--- Records shown ---
════════════════
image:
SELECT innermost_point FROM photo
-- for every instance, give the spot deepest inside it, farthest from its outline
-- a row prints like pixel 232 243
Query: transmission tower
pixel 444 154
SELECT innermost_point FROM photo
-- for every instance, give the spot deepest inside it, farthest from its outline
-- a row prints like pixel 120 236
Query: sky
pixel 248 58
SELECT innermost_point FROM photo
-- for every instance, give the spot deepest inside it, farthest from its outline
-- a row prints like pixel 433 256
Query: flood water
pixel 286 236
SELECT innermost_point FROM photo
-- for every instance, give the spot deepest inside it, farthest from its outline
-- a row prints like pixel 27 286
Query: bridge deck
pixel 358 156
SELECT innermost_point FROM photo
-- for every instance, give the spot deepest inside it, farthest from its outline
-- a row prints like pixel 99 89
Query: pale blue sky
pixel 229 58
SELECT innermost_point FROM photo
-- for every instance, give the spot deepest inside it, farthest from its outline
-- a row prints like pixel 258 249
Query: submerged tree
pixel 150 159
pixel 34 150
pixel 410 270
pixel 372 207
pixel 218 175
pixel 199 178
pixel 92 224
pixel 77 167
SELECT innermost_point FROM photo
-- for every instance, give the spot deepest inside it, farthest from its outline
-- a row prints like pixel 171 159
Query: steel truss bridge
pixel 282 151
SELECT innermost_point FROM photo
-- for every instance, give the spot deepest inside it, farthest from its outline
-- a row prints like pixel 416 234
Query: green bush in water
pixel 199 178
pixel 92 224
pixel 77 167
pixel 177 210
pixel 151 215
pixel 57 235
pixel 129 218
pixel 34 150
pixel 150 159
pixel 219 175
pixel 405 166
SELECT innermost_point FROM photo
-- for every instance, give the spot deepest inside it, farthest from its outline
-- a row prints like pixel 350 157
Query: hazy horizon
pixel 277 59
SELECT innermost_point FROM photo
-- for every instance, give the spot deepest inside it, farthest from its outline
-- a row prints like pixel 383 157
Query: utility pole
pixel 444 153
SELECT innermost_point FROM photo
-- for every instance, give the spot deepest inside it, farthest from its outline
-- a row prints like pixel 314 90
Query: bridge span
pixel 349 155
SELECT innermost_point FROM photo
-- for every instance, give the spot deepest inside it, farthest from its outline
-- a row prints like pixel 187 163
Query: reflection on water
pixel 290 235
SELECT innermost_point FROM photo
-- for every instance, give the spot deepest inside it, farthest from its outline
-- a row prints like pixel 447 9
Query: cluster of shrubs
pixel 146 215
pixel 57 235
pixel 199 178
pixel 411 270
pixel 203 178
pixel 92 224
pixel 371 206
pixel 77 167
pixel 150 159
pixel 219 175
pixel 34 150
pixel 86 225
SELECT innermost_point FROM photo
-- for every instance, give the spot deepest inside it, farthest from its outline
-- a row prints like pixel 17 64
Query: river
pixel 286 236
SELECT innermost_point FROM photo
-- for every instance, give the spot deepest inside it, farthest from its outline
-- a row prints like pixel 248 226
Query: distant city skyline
════════════════
--- Task ---
Please repeat all the items above, substituting "border" for every occurrence of "outline" and leaving everything else unchanged.

--- Task answer ---
image:
SELECT innermost_point FROM photo
-- for every instance, give the spot deepest inside it, farthest from its border
-- a row prints like pixel 232 243
Query: transmission tower
pixel 444 154
SELECT innermost_point FROM photo
-- for every instance, give the spot deepest inside it, farthest from its border
-- a row prints like pixel 120 236
Query: sky
pixel 248 58
SELECT innermost_point FROM photo
-- for every instance, give the spot deepest inside it, farthest from its border
-- a row prints like pixel 433 256
Query: flood water
pixel 286 236
SELECT innermost_point FROM photo
-- for every instance, give the spot deepest inside it, farthest from its border
-- a row prints like pixel 27 286
Query: bridge deck
pixel 358 156
SELECT innermost_point FROM photo
-- for every instance, give the spot deepest inside it, farthest from its border
-- a row prints like pixel 99 89
Query: pale blue sky
pixel 229 58
SELECT innermost_point FROM photo
-- for every instance, give the spot deepest inside it, farthest from its border
-- a row prints like pixel 258 249
Query: submerged tree
pixel 150 159
pixel 34 150
pixel 410 270
pixel 372 207
pixel 218 175
pixel 199 178
pixel 92 224
pixel 77 167
SELECT innermost_point FROM photo
-- for every instance, give the spot deepest inside it, farthest from its border
-- a row prints like pixel 171 159
Query: steel truss bridge
pixel 282 151
SELECT innermost_point FROM photo
-- for every instance, give the spot deepest inside it, farthest from its border
-- a row prints like pixel 416 234
Query: green bush in water
pixel 199 178
pixel 92 224
pixel 77 167
pixel 177 210
pixel 151 215
pixel 57 235
pixel 129 218
pixel 34 150
pixel 150 159
pixel 219 175
pixel 405 166
SELECT innermost_point FROM photo
-- for every instance, give the spot deepest inside it, farthest from its border
-- a row prints like pixel 350 157
Query: hazy horizon
pixel 277 59
SELECT innermost_point FROM photo
-- for every instance, give the spot deepest inside it, farthest from its border
-- a row prints like pixel 383 157
Query: utility pole
pixel 444 153
SELECT innermost_point FROM photo
-- for every instance, give the spot deepest inside it, farthest from its border
-- a row prints like pixel 314 90
Query: bridge span
pixel 349 155
SELECT innermost_point FROM photo
-- for every instance, give the spot deepest inside it, farthest from its border
-- a row prints like pixel 187 163
Query: reflection on water
pixel 290 235
SELECT innermost_point FROM photo
-- for every instance, give the spot deepest inside it, farthest from its border
-- a row prints like pixel 447 9
Query: cluster of shrubs
pixel 146 215
pixel 57 235
pixel 199 178
pixel 411 270
pixel 203 178
pixel 92 224
pixel 371 206
pixel 77 167
pixel 150 159
pixel 219 175
pixel 34 150
pixel 86 225
SELECT innermost_point FROM photo
-- for every instance, give the spot deepest inside it, farthest from its border
-- a row prints like pixel 17 64
Query: river
pixel 286 236
SELECT innermost_point FROM photo
-- for every instance, give the spot deepest inside it, farthest from its border
-- a row prints like pixel 248 226
Query: distant city skyline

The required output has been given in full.